··· INPUT FOR THIS TASK ···
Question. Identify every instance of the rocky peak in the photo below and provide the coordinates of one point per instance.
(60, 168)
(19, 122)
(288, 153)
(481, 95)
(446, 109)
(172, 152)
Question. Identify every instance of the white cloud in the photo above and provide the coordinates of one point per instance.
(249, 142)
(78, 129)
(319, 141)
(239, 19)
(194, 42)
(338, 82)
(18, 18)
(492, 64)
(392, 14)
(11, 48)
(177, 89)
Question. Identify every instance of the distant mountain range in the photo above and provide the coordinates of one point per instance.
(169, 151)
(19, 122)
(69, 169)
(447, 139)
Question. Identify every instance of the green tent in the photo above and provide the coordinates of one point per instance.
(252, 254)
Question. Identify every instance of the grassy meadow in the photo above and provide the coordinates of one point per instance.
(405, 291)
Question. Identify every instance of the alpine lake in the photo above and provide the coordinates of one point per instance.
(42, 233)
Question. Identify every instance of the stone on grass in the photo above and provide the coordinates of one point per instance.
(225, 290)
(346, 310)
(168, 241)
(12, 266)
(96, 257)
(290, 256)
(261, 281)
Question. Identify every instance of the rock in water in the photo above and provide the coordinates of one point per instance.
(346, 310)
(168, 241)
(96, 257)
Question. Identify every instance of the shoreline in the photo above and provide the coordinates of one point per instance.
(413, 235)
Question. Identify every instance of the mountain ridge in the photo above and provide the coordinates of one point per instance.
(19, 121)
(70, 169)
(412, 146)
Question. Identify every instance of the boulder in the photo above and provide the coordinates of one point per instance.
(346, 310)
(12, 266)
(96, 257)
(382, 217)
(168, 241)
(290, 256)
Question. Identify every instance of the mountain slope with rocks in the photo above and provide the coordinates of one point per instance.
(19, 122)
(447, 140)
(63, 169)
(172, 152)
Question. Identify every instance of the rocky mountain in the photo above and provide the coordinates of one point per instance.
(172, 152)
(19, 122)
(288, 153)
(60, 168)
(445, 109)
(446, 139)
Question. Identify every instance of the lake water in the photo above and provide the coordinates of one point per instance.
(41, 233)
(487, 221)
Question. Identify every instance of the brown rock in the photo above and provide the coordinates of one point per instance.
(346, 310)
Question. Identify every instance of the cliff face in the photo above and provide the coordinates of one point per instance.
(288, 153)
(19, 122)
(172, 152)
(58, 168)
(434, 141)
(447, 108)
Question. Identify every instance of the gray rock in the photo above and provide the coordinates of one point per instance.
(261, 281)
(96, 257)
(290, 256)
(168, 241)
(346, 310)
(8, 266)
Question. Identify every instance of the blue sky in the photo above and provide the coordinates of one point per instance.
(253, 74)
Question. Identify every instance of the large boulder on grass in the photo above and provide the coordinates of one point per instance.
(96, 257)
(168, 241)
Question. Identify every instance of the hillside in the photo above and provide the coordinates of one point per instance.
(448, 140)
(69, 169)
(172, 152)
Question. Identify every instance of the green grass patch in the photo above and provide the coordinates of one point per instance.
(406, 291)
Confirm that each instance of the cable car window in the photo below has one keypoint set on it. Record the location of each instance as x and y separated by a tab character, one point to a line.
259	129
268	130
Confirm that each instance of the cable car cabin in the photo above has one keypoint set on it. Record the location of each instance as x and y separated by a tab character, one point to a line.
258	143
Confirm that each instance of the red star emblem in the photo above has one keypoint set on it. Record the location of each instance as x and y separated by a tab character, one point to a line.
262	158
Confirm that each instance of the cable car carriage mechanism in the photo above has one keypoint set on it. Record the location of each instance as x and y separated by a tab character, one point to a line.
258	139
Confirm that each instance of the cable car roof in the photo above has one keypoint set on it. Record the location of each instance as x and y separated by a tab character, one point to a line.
···
__STATED EXERCISE__
Return exactly the lines of the data, and only those, from the line with "Question. Identify every instance of the green grass" through the last line, inclusive.

__WRITTEN RESPONSE__
Question. Identify every instance of the green grass patch in the photo above and provide the coordinates of one point per instance.
(406, 291)
Confirm that each instance of the cable car window in the photo below has one keypoint set on it. Record the location of each instance as x and y separated by a tab character, one point to a line.
259	129
268	130
Confirm that each instance of the cable car cabin in the photo above has one keypoint set on it. Record the location of each instance as x and y separated by a tab character, one point to a line.
258	143
Confirm that each instance of the red star emblem in the photo above has one keypoint set on it. Record the location of each instance as x and y separated by a tab character, one point to a line.
262	158
Confirm that each instance of the cable car carriage mechanism in the photo above has one keypoint set on it. Record the location of each instance as x and y separated by a tab character, one point to a line.
258	139
Confirm that each instance of the cable car roof in the photo above has one keypoint set on it. Record the location of each instance as x and y separated by a tab character, one point to a line.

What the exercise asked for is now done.